■ **EXERCISE**
From the article on Zipline's drone deliveries, extract the passage starting at "The deals are" and ending at "high-density urban areas.", copying it word for word.

Drone maker Zipline, on track for 1 million deliveries, adds vitamins, pizzas and prescriptions to cargo
- Zipline broke through in the drone market flying critical medical supplies such as blood and vaccines in Rwanda and other nations because health-care is more readily funded and regulatory approvals for unmanned flights come faster.
- But the drone manufacturer has been growing its commercial delivery business, with partners including Walmart, and announced three more retail deals on Wednesday: GNC, Pagliacci Pizza and Associated Couriers.
- The company says it should reach one million autonomous deliveries by year-end; it's at 600,000 now.
Drone technology company Zipline, which rose to prominence flying critical medical supplies like blood bags and vaccines over rugged terrain in Rwanda, has seen the commercial side of its business boom. Deals with Walmart, and a new drone design, are making Zipline a bigger player in the world of retail and home delivery, and not only in hard-to-reach places.
On Wednesday, the company announced new delivery deals in the U.S., with nutritional supplement and wellness retail company GNC for Salt Lake City, and Seattle-area pizza chain Pagliacci Pizza for the greater Seattle metro area. Pagliacci and Zipline have created a new custom-designed pizza box to fit two 13" pizzas and side dishes in Zipline drones. A third new deal is closer to its drone roots: with New York-based health-care logistics company Associated Couriers, it will offer patients at long-term care facilities across Long Island delivery of specialty prescriptions and medications.
The deals are part of Zipline's recent expansion into home delivery, which features its new drone platform, known as its P2 Zip, for what it says is nearly silent delivery, able to travel up to 24 miles each way from dock to dock to local communities, and can reach 99% of addresses in both urban and suburban areas at speeds much faster than traditional ground-based delivery.
Far from its first test cases in mountainous, rural setting regions, Zipline is set on dispelling the myth that the drones can't work in high-density urban areas.
"When you mention urban, people always think of New York City and Chicago, but the reality is most of the cities in the United States don't look like Manhattan or Chicago. They look more like Phoenix, Denver, LA, Houston, or Dallas. In those places, this technology can have a huge impact in terms of delivering ten times as fast, for half the cost, and at zero emission," said Zipline CEO Keller Rinaudo Cliffton on CNBC's "Power Lunch" on Wednesday, after Zipline was ranked No. 25 on the 2023 CNBC Disruptor 50 list.
Zipline has made the CNBC Disruptor list four times.
Rinaudo Cliffton said that Zipline has already delivered in urban cities across the U.S. where people don't expect this technology to start. Its first two distribution centers are in Charlotte, North Carolina and Bentonville, Arkansas, home of Walmart.
Zipline drone flights first began in 2016 to help with the national blood delivery network in Rwanda, and according to a study published in Lancet, it is an approach that can result in a reduction in blood waste of up to 67%.
Rinaudo Cliffton sees similar inefficiencies and waste, especially with carbon emissions, in the way deliveries are made today. Citing the four billion instant deliveries predicted to be made in the U.S. alone this year, he says the future will require more drone deliveries.
"We actually think it's inevitable that this is going to shift towards systems that are quiet, less obtrusive, and actually good for the environment," he said.
He added that there is a huge disconnect between the logistics network approach used for most deliveries and the size and weight of most packages in e-commerce, at under five pounds.
Early this year, Walmart announced that with partners including Zipline, DroneUp and Flytrex, it had grown to 36 drone delivery hubs across Arizona, Arkansas, Florida, North Carolina, Texas, Utah and Virginia, and has made 6,000 flights.
Last week, Zipline completed its 600,000th delivery and in just two years aims to operate more drone flights every year than most major U.S. airlines.

(Point-per-instance localization data)
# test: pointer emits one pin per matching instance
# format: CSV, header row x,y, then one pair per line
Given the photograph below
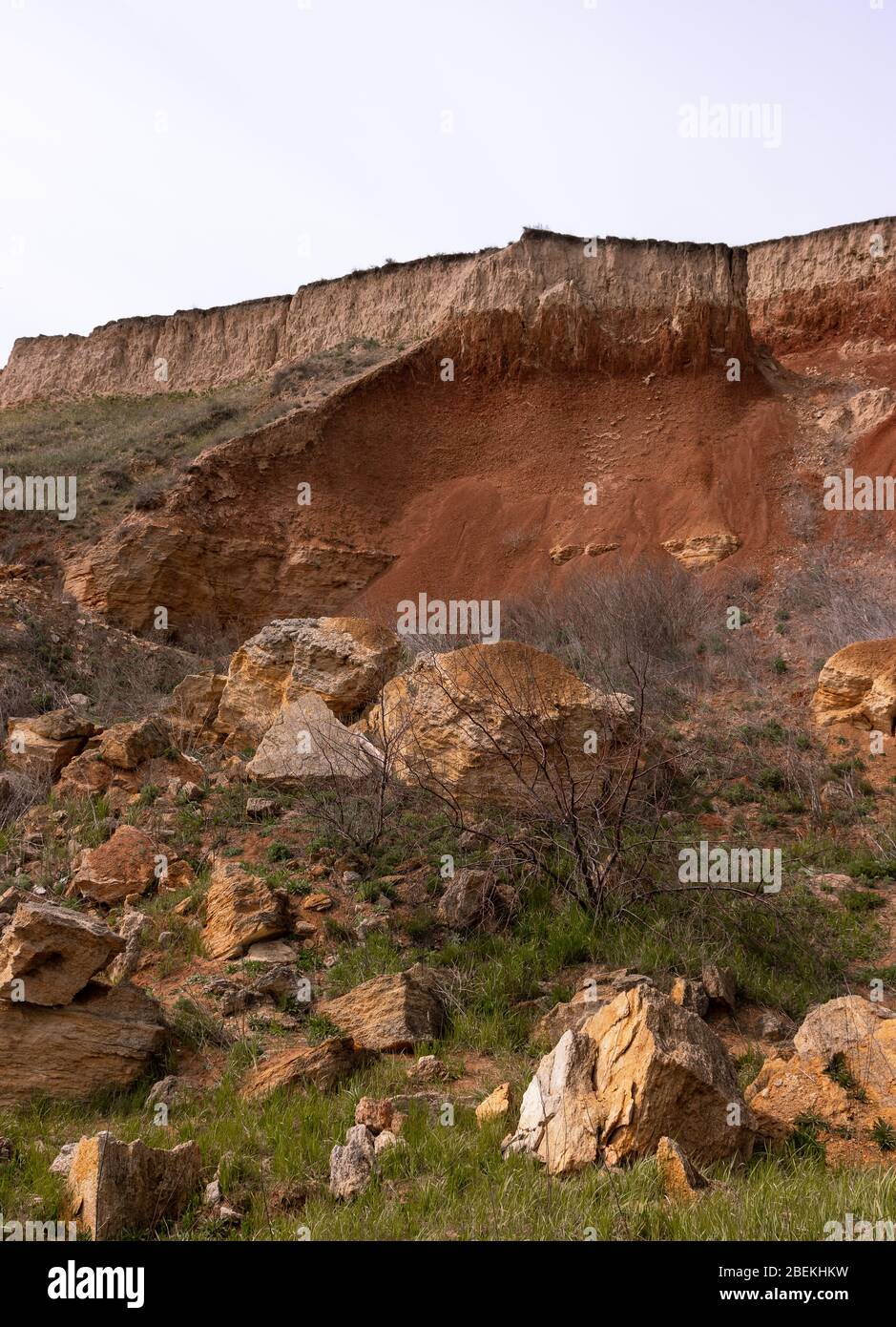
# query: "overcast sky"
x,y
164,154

■ **EXERCISE RESULT**
The deals are part of Zipline's recent expansion into home delivery, which features its new drone platform, known as its P2 Zip, for what it says is nearly silent delivery, able to travel up to 24 miles each way from dock to dock to local communities, and can reach 99% of addresses in both urban and suburban areas at speeds much faster than traditional ground-based delivery.
Far from its first test cases in mountainous, rural setting regions, Zipline is set on dispelling the myth that the drones can't work in high-density urban areas.